● **WRITTEN REQUEST**
Convert the entries below into a numbered list, leaving out any blank lines.

● **Pointing entries**
--------------------

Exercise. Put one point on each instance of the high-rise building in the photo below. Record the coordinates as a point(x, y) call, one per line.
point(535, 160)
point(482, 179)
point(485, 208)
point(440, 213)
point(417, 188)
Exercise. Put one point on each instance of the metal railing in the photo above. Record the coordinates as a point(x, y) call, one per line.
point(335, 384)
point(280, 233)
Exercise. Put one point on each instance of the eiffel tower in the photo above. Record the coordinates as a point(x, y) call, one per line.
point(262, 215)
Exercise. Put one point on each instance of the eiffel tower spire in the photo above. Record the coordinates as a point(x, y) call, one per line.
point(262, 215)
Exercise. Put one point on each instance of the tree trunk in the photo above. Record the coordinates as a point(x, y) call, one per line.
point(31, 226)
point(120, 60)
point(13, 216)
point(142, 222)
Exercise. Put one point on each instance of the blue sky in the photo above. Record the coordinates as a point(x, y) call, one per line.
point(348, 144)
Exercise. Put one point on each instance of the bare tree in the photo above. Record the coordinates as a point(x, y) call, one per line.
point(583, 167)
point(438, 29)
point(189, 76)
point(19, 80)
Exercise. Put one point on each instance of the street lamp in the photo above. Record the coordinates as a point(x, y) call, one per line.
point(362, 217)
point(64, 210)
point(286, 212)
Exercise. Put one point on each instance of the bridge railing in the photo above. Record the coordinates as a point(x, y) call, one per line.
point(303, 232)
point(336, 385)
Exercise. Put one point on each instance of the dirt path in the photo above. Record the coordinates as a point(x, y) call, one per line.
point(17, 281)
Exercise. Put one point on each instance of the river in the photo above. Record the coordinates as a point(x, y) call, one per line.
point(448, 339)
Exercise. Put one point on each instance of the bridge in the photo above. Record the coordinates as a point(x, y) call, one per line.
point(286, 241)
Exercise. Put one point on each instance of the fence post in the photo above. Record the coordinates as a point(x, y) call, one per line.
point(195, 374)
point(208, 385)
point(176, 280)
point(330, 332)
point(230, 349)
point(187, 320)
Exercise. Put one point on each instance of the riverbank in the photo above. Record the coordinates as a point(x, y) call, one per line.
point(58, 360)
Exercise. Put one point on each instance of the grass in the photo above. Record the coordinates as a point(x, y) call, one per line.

--------------------

● **THE ANSWER**
1. Exercise. Put one point on each instance of the high-rise building in the photo below. Record the coordinates as a point(x, y) call, one per line.
2. point(535, 160)
3. point(482, 179)
4. point(485, 208)
5. point(440, 213)
6. point(417, 188)
7. Exercise. Put one point on each instance of the metal railing in the photo above. Record the coordinates as a point(x, y) call, one per line.
8. point(335, 384)
9. point(280, 233)
10. Exercise. Put one point on each instance of the eiffel tower in the photo above. Record the coordinates as a point(x, y) call, one per line.
11. point(262, 215)
12. Exercise. Put one point on each instance of the eiffel tower spire in the photo above. Record the coordinates as a point(x, y) call, one per line.
13. point(262, 215)
14. Exercise. Put one point on each instance of the tree trunk in the photo above. Record the coordinates as a point(x, y) call, one per line.
15. point(31, 226)
16. point(120, 60)
17. point(13, 216)
18. point(142, 222)
19. Exercise. Put one point on each instance of the blue sky in the photo above. Record the coordinates as a point(x, y) call, one per line.
20. point(348, 144)
21. Exercise. Put one point on each instance of the bare tree in the photo above. Record the coordinates as a point(x, y) call, one per line.
22. point(583, 167)
23. point(438, 29)
24. point(189, 76)
25. point(19, 80)
26. Exercise. Put one point on each instance of the street lamp in the photo above. Record the coordinates as a point(x, y) call, one per line.
27. point(362, 217)
28. point(64, 210)
29. point(286, 212)
30. Exercise. Put one point on each instance of the bridge railing in the photo above. Record the coordinates as a point(x, y) call, one per line.
31. point(303, 232)
32. point(336, 385)
33. Exercise. Put one point on each instance of the dirt path in the photo above. Record the coordinates as a point(x, y) call, one per line.
34. point(17, 281)
35. Exercise. Put one point on each instance of the river in the photo above. Record the coordinates as a point(x, y) call, one per line.
36. point(448, 339)
37. Exercise. Put one point on each instance of the bridge in the photo above. Record the coordinates as a point(x, y) call, one per line.
38. point(286, 241)
39. Exercise. Put one point on each instance of the fence post in the photo above. Record the coordinates as a point(x, y) call, one per line.
40. point(195, 374)
41. point(208, 385)
42. point(176, 280)
43. point(330, 332)
44. point(230, 349)
45. point(187, 320)
46. Exercise. Put one point on each instance of the riverbank in the photo above. Record the coordinates as a point(x, y) call, one per line.
47. point(58, 360)
48. Exercise. Put one point on each instance of the grass in the photo above. Record the coordinates as a point(x, y) call, one per line.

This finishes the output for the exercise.